WORK TO COMPLETE:
Count the lines in the entries below that contain the word "shorts". Give only the number.

MATERIAL SUPPLIED:

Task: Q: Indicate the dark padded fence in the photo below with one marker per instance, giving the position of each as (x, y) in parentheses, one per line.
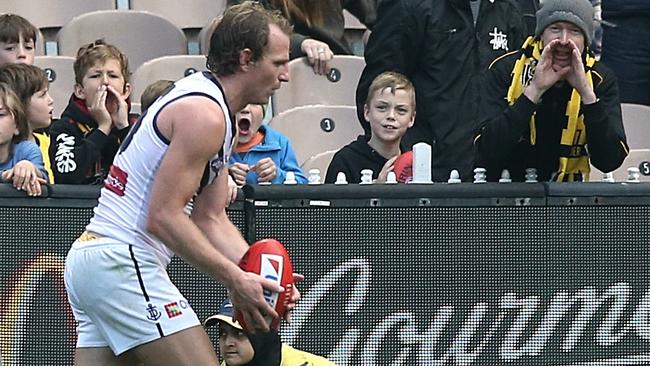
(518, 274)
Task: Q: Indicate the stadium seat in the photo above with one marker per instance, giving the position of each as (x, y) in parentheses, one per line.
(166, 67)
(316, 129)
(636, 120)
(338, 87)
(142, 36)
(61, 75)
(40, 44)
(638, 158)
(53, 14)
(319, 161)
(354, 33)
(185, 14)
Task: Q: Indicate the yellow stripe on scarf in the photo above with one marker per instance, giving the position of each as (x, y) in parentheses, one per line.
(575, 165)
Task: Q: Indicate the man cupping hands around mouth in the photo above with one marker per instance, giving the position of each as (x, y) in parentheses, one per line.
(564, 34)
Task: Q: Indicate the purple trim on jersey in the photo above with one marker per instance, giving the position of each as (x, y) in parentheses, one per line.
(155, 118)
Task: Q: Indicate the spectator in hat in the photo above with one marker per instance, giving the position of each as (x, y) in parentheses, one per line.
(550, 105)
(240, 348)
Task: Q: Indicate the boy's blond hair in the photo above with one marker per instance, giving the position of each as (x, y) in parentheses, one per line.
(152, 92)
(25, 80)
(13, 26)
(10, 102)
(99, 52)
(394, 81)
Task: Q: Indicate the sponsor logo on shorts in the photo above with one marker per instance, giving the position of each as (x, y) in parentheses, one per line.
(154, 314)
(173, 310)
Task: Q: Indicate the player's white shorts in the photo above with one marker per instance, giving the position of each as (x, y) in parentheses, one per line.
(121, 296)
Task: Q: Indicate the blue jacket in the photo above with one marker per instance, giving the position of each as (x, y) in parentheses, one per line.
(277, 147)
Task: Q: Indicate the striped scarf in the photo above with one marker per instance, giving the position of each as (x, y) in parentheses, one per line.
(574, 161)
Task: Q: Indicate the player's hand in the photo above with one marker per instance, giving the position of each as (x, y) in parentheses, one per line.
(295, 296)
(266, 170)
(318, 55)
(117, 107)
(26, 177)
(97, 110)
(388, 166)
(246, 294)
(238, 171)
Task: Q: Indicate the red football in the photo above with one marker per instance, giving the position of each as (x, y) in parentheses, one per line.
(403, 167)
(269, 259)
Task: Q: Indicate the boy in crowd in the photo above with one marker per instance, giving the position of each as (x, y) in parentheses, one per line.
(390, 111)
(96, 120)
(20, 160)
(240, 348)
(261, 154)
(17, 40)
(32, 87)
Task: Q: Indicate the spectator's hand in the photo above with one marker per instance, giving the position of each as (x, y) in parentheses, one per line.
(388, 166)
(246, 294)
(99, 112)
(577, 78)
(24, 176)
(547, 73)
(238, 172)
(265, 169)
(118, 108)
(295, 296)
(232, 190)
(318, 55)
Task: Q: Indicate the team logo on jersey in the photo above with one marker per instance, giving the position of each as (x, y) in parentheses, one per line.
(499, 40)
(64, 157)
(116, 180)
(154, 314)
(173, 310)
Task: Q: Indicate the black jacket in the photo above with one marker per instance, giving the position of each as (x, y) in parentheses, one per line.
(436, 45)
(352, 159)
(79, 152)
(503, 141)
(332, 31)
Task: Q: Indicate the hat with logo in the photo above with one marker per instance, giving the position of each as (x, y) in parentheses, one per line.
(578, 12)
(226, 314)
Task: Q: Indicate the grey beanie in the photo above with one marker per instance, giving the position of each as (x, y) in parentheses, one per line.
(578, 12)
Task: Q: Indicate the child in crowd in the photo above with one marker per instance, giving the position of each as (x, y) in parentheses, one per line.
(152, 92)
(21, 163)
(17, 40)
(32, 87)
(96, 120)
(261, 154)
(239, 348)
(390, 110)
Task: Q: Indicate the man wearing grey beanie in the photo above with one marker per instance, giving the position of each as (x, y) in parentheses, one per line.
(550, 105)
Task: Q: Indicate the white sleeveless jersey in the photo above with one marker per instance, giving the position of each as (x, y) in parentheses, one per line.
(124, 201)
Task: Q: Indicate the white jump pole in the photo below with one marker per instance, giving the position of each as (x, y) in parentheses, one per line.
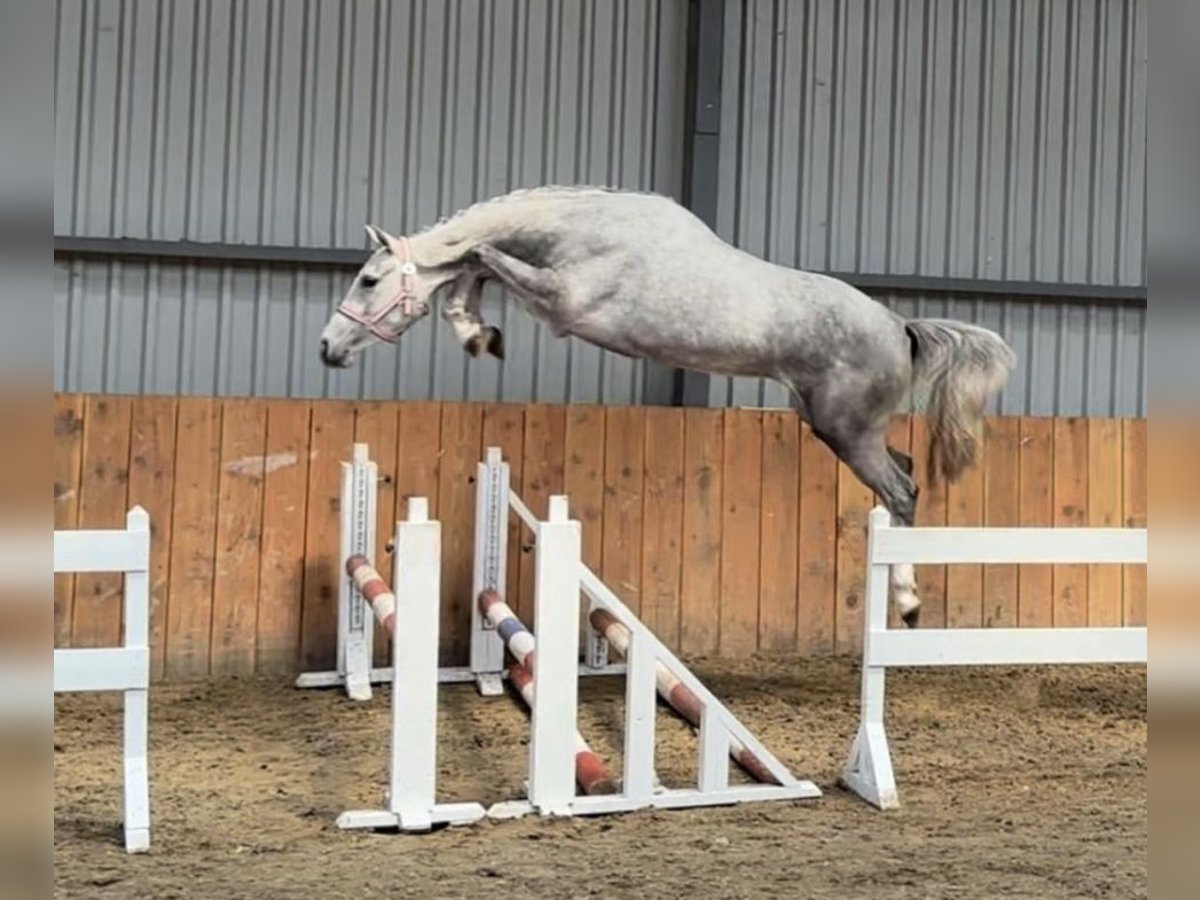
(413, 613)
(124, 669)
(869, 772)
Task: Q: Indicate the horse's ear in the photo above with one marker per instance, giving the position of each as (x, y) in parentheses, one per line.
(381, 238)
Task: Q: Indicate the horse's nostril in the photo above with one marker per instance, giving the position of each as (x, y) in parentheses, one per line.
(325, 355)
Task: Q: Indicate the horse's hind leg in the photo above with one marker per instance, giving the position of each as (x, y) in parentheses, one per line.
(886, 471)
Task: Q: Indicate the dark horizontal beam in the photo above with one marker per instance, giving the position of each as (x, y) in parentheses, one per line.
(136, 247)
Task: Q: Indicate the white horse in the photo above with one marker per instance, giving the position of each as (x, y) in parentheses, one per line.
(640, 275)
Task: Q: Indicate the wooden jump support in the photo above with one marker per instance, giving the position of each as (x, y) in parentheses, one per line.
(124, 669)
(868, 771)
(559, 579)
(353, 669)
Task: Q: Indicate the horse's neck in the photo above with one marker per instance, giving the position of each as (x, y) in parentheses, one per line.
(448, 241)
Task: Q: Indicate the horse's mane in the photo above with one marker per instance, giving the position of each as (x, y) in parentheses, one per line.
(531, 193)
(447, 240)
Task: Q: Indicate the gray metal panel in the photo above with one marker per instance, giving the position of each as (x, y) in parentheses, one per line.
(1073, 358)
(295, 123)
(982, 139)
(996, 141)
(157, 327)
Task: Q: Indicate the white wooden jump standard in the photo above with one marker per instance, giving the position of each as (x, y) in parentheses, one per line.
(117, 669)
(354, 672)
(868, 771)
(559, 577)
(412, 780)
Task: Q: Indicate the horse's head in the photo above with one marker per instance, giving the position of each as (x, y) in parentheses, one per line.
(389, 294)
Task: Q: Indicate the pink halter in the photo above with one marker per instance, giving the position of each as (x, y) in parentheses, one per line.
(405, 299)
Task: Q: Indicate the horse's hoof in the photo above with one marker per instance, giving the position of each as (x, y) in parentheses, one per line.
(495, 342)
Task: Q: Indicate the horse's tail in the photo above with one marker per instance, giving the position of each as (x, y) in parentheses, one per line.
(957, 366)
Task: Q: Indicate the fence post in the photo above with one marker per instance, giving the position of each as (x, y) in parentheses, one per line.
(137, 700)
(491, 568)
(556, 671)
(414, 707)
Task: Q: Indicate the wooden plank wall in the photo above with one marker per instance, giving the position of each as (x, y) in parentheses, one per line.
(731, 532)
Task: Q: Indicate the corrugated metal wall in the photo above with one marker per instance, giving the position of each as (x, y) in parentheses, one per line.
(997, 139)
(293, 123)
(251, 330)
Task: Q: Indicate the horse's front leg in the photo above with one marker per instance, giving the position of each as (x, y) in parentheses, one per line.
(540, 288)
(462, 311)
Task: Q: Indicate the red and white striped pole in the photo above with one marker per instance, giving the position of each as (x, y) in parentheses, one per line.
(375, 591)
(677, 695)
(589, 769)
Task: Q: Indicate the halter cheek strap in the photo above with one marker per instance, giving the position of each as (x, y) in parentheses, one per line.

--

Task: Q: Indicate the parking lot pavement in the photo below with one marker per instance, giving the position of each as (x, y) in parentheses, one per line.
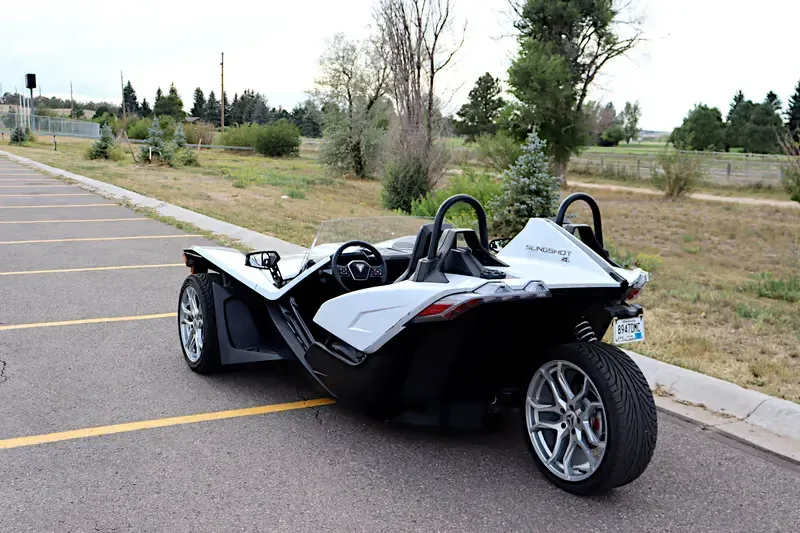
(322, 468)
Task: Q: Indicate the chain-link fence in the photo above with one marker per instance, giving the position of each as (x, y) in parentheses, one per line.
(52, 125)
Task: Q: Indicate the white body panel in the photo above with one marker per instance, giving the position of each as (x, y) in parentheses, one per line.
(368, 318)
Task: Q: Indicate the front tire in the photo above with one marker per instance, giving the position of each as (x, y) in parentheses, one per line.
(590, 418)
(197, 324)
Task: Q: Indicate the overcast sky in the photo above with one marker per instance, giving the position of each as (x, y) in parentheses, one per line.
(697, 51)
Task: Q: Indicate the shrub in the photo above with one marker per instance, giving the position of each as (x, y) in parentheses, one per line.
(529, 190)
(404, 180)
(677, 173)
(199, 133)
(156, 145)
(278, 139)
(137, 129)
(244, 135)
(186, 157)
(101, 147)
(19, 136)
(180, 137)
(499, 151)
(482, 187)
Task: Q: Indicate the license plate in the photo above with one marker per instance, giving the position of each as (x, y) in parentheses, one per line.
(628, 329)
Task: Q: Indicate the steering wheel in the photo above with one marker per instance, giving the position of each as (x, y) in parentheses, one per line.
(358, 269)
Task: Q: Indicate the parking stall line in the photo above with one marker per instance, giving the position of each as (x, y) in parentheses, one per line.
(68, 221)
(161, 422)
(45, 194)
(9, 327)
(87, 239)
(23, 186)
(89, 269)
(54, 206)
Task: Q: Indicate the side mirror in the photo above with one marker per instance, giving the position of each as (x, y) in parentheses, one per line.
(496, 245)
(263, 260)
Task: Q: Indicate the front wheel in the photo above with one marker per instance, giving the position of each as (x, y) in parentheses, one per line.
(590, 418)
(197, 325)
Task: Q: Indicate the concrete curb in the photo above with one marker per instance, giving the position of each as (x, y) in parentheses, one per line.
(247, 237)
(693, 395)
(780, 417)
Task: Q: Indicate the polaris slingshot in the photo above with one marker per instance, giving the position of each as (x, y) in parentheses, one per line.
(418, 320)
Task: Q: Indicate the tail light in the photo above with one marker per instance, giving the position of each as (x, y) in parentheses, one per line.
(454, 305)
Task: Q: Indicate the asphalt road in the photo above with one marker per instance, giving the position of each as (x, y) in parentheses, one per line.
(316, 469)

FINAL RESULT:
2